EXERCISE PROMPT:
Can you output every line of the data below as a Markdown table with two columns, Row and Line, where Row numbers each line and blank lines are left out?

[START OF SUPPLIED MATERIAL]

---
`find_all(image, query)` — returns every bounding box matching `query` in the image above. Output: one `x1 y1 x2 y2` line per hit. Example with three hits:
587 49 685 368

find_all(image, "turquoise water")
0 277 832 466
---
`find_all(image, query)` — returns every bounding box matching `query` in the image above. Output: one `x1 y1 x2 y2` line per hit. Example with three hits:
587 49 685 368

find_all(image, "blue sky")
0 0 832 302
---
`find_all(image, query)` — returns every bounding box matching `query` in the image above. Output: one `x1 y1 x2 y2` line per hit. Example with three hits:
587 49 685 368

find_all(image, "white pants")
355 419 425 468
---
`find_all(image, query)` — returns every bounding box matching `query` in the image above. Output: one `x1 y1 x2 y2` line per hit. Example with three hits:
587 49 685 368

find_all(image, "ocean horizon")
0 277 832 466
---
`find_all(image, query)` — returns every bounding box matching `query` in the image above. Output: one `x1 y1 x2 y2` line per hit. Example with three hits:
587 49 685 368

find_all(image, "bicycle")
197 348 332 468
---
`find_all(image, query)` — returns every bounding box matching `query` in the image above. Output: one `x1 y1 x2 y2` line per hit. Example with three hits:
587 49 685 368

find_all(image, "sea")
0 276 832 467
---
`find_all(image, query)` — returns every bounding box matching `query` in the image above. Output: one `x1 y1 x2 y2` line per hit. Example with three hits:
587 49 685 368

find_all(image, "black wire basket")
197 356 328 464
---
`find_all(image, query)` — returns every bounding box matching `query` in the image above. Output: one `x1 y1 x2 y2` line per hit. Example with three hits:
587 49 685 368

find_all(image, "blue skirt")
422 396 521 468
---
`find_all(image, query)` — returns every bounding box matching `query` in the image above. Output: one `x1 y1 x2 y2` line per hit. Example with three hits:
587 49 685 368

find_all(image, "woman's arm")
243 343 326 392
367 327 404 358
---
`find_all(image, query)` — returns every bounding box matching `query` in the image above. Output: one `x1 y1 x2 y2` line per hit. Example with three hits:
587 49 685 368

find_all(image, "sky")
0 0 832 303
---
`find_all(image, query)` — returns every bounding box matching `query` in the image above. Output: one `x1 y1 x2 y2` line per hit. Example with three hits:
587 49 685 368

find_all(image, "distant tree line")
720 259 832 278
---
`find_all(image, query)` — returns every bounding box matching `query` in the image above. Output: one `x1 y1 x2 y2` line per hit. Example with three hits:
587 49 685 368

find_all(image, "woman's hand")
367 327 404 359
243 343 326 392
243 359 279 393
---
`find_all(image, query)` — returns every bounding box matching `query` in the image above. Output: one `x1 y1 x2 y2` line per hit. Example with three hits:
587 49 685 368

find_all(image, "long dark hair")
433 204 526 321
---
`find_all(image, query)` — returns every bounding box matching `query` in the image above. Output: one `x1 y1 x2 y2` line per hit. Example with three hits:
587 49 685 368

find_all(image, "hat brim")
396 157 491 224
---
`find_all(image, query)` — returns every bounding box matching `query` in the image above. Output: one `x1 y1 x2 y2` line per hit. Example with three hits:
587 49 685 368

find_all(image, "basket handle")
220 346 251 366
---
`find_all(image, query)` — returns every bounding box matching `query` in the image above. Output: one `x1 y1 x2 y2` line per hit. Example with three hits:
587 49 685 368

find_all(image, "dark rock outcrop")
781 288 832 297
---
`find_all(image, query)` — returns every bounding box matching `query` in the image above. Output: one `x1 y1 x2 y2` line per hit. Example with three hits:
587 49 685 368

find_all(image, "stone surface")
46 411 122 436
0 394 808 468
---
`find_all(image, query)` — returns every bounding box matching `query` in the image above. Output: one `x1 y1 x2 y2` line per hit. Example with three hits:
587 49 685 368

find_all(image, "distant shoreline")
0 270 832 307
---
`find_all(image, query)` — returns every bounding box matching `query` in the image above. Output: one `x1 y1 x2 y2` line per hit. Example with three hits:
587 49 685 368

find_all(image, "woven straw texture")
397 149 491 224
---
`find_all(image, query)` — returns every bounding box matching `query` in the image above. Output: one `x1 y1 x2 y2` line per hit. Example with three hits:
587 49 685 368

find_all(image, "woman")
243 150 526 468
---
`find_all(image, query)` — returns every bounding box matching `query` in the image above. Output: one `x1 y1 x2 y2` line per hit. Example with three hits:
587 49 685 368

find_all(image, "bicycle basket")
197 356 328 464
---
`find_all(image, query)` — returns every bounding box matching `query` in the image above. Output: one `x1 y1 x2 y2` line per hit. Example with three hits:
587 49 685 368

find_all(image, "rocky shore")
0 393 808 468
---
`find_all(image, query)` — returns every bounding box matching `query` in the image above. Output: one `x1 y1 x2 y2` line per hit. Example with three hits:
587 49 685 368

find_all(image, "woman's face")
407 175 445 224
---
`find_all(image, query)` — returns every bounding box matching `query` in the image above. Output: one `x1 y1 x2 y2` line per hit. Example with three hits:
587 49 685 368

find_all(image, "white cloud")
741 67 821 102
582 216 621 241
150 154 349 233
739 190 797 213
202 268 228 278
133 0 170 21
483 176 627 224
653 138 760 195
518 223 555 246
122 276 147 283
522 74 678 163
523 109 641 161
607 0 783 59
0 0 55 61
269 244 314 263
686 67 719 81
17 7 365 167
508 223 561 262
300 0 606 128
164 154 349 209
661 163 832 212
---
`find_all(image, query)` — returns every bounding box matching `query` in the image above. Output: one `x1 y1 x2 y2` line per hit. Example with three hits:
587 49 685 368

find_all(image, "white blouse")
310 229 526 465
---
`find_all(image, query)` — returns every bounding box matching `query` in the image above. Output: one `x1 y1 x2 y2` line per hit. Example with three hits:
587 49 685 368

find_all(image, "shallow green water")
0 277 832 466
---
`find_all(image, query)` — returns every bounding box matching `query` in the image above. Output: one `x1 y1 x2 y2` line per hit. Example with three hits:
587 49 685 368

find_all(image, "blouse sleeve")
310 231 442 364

[END OF SUPPLIED MATERIAL]

EXERCISE SOLUTION:
| Row | Line |
|---|---|
| 1 | --- |
| 2 | `find_all(image, query)` — returns every bounding box matching `query` in the image above. Output: one `x1 y1 x2 y2` line per hit. Example with three hits: |
| 3 | 587 49 685 368 |
| 4 | find_all(image, "turquoise water") |
| 5 | 0 277 832 466 |
| 6 | --- |
| 7 | `find_all(image, query)` — returns every bounding box matching `query` in the image above. Output: one `x1 y1 x2 y2` line per hit. Example with three hits: |
| 8 | 587 49 685 368 |
| 9 | find_all(image, "blue sky") |
| 10 | 0 0 832 302 |
| 11 | --- |
| 12 | `find_all(image, query)` — returns every bounding box matching `query` in the image above. Output: one `x1 y1 x2 y2` line per hit. Example with three hits: |
| 13 | 587 49 685 368 |
| 14 | find_all(image, "white pants") |
| 15 | 355 419 425 468 |
| 16 | --- |
| 17 | `find_all(image, query)` — returns every bounding box matching `query` in the image above. Output: one `x1 y1 x2 y2` line per hit. Example with three hits: |
| 18 | 587 49 685 368 |
| 19 | find_all(image, "ocean horizon") |
| 20 | 0 277 832 466 |
| 21 | --- |
| 22 | `find_all(image, query)` — returns every bounding box matching `query` in the image above. Output: one `x1 y1 x2 y2` line per hit. Example with three hits: |
| 23 | 587 49 685 368 |
| 24 | find_all(image, "bicycle") |
| 25 | 197 348 332 468 |
| 26 | --- |
| 27 | `find_all(image, query)` — returns every bounding box matching `query` in the image above. Output: one `x1 y1 x2 y2` line per hit. Example with three hits: |
| 28 | 587 49 685 368 |
| 29 | find_all(image, "sea") |
| 30 | 0 276 832 467 |
| 31 | --- |
| 32 | `find_all(image, query)` — returns every bounding box matching `query` in the image above. Output: one `x1 y1 x2 y2` line per hit. Example with three hits: |
| 33 | 587 49 685 368 |
| 34 | find_all(image, "black wire basket") |
| 35 | 197 356 328 464 |
| 36 | --- |
| 37 | `find_all(image, query)` — returns every bounding box matching `query` in the image above. Output: one `x1 y1 x2 y2` line per hit. Example with three hits: |
| 38 | 587 49 685 368 |
| 39 | find_all(image, "blue skirt") |
| 40 | 422 396 521 468 |
| 41 | --- |
| 42 | `find_all(image, query)` — returns every bounding box matching `query` in the image above. Output: one `x1 y1 x2 y2` line per hit. Example with three hits: |
| 43 | 587 49 685 368 |
| 44 | find_all(image, "woman's arm") |
| 45 | 243 343 326 392 |
| 46 | 367 327 404 358 |
| 47 | --- |
| 48 | `find_all(image, query)` — returns every bounding box matching `query` in the image above. Output: one `x1 y1 x2 y2` line per hit. Example with three hits: |
| 49 | 587 49 685 368 |
| 50 | find_all(image, "sky") |
| 51 | 0 0 832 303 |
| 52 | --- |
| 53 | `find_all(image, query)` — returns every bounding box matching `query` in the image above. Output: one `x1 y1 x2 y2` line per hit. Example with three hits: |
| 54 | 587 49 685 368 |
| 55 | find_all(image, "distant tree line") |
| 56 | 720 259 832 278 |
| 57 | --- |
| 58 | `find_all(image, query)` — returns every bounding box matching `query` in the image above. Output: one `x1 y1 x2 y2` line per hit. Example with three hits: |
| 59 | 587 49 685 368 |
| 60 | find_all(image, "woman's hand") |
| 61 | 367 327 404 359 |
| 62 | 243 343 326 392 |
| 63 | 243 359 279 393 |
| 64 | --- |
| 65 | `find_all(image, query)` — returns every bounding box matching `query` in the image above. Output: one `x1 y1 x2 y2` line per hit. Example with three hits: |
| 66 | 587 49 685 368 |
| 67 | find_all(image, "long dark hair") |
| 68 | 433 204 526 321 |
| 69 | --- |
| 70 | `find_all(image, query)` — returns every bounding box matching `query` in the image above. Output: one `x1 y1 x2 y2` line per hit. Example with three hits: |
| 71 | 587 49 685 368 |
| 72 | find_all(image, "hat brim") |
| 73 | 396 157 491 224 |
| 74 | --- |
| 75 | `find_all(image, query)` — returns every bounding box matching `query` in the image above. Output: one `x1 y1 x2 y2` line per hit. Example with three hits: |
| 76 | 587 49 685 368 |
| 77 | find_all(image, "basket handle") |
| 78 | 220 346 251 366 |
| 79 | --- |
| 80 | `find_all(image, query)` — returns every bounding box matching `query` in the image above. Output: one `x1 y1 x2 y2` line per hit. Example with three hits: |
| 81 | 587 49 685 368 |
| 82 | find_all(image, "dark rock outcrop") |
| 83 | 781 288 832 297 |
| 84 | --- |
| 85 | `find_all(image, query)` — returns every bounding box matching `query` in the image above. Output: one `x1 y1 x2 y2` line per hit. Example with three hits: |
| 86 | 587 49 685 368 |
| 87 | find_all(image, "stone surface") |
| 88 | 46 411 122 436 |
| 89 | 0 394 808 468 |
| 90 | --- |
| 91 | `find_all(image, query)` — returns every bounding box matching `query` in the image above. Output: one `x1 y1 x2 y2` line per hit. Example with three hits: |
| 92 | 587 49 685 368 |
| 93 | find_all(image, "distant shoreline") |
| 94 | 0 270 832 307 |
| 95 | --- |
| 96 | `find_all(image, query)` — returns every bounding box matching `query` in the image above. Output: one `x1 y1 x2 y2` line per hit. Example with three hits: |
| 97 | 587 49 685 368 |
| 98 | find_all(image, "woven straw texture") |
| 99 | 397 149 491 224 |
| 100 | --- |
| 101 | `find_all(image, query)` — returns every bounding box matching `query` in the image above. Output: one `x1 y1 x2 y2` line per hit. Example with three hits: |
| 102 | 587 49 685 368 |
| 103 | find_all(image, "woman") |
| 104 | 243 150 526 468 |
| 105 | --- |
| 106 | `find_all(image, query)` — returns every bounding box matching `query` in the image above. Output: one `x1 y1 x2 y2` line per hit. Example with three hits: |
| 107 | 587 49 685 368 |
| 108 | find_all(image, "bicycle basket") |
| 109 | 197 356 328 464 |
| 110 | --- |
| 111 | `find_all(image, query)` — returns every bounding box matching `query` in the image above. Output: one `x1 y1 x2 y2` line per hit. Example with three hits: |
| 112 | 587 49 685 368 |
| 113 | find_all(image, "rocky shore") |
| 114 | 0 393 808 468 |
| 115 | --- |
| 116 | `find_all(image, query)` — returns every bounding box matching `query` in the image above. Output: one `x1 y1 x2 y2` line per hit. Example with three hits: |
| 117 | 587 49 685 368 |
| 118 | find_all(image, "woman's face") |
| 119 | 407 175 445 224 |
| 120 | --- |
| 121 | `find_all(image, query)` — returns every bounding box matching `query` in the image above. Output: one `x1 y1 x2 y2` line per hit. Example with three hits: |
| 122 | 587 49 685 368 |
| 123 | find_all(image, "white cloud") |
| 124 | 741 67 821 102 |
| 125 | 582 216 621 241 |
| 126 | 150 154 349 233 |
| 127 | 739 190 797 213 |
| 128 | 202 268 228 278 |
| 129 | 133 0 170 21 |
| 130 | 483 176 627 224 |
| 131 | 653 138 760 195 |
| 132 | 518 223 555 246 |
| 133 | 122 276 147 283 |
| 134 | 522 74 678 163 |
| 135 | 523 109 641 161 |
| 136 | 607 0 783 59 |
| 137 | 0 0 55 61 |
| 138 | 269 244 314 263 |
| 139 | 686 67 719 81 |
| 140 | 17 7 365 167 |
| 141 | 508 223 561 262 |
| 142 | 300 0 606 128 |
| 143 | 164 154 349 209 |
| 144 | 661 163 832 212 |
| 145 | --- |
| 146 | `find_all(image, query)` — returns every bounding box matching `query` in the image above. Output: one `x1 y1 x2 y2` line per hit. Example with three hits: |
| 147 | 587 49 685 368 |
| 148 | find_all(image, "white blouse") |
| 149 | 310 229 526 465 |
| 150 | --- |
| 151 | `find_all(image, query)` — returns every bounding box matching `query` in the image above. Output: one `x1 y1 x2 y2` line per hit. Example with three hits: |
| 152 | 587 49 685 368 |
| 153 | find_all(image, "shallow green water") |
| 154 | 0 277 832 466 |
| 155 | --- |
| 156 | `find_all(image, query)` — returns every bounding box matching `query` in the image above. Output: one `x1 y1 x2 y2` line per hit. Example with three hits: |
| 157 | 587 49 685 368 |
| 158 | find_all(image, "blouse sleeve") |
| 159 | 310 231 442 364 |